AIM:
Copy each line of the material that contains the string "fixture", and match its case exactly.

Outline records:
-=-=-
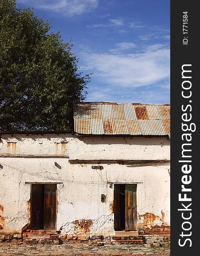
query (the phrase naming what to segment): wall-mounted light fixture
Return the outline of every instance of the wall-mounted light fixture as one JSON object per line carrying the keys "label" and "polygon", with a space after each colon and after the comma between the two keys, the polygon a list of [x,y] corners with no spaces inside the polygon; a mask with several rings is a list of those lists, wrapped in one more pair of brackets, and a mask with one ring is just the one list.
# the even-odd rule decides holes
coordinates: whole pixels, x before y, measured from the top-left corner
{"label": "wall-mounted light fixture", "polygon": [[55,165],[55,166],[57,167],[59,169],[61,169],[61,166],[60,165],[60,164],[58,164],[57,162],[54,162],[54,164]]}
{"label": "wall-mounted light fixture", "polygon": [[91,166],[92,169],[100,169],[100,170],[103,170],[103,167],[102,166]]}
-=-=-
EXERCISE SOLUTION:
query (the phrase naming what to segment): wall-mounted light fixture
Return the outline of every instance of the wall-mounted light fixture as one JSON object per line carrying the keys "label" and "polygon", with a space after each colon and after the comma between the two keys, the polygon a list of [x,y] corners with no spaces inside the polygon; a mask with several rings is a list of those lists, wrapped in one more pair of brackets, and a mask with one ring is just the one list.
{"label": "wall-mounted light fixture", "polygon": [[55,165],[55,166],[57,167],[59,169],[61,169],[61,166],[60,165],[60,164],[58,164],[57,162],[54,162],[54,164]]}
{"label": "wall-mounted light fixture", "polygon": [[91,166],[92,169],[100,169],[100,170],[103,170],[103,167],[102,166]]}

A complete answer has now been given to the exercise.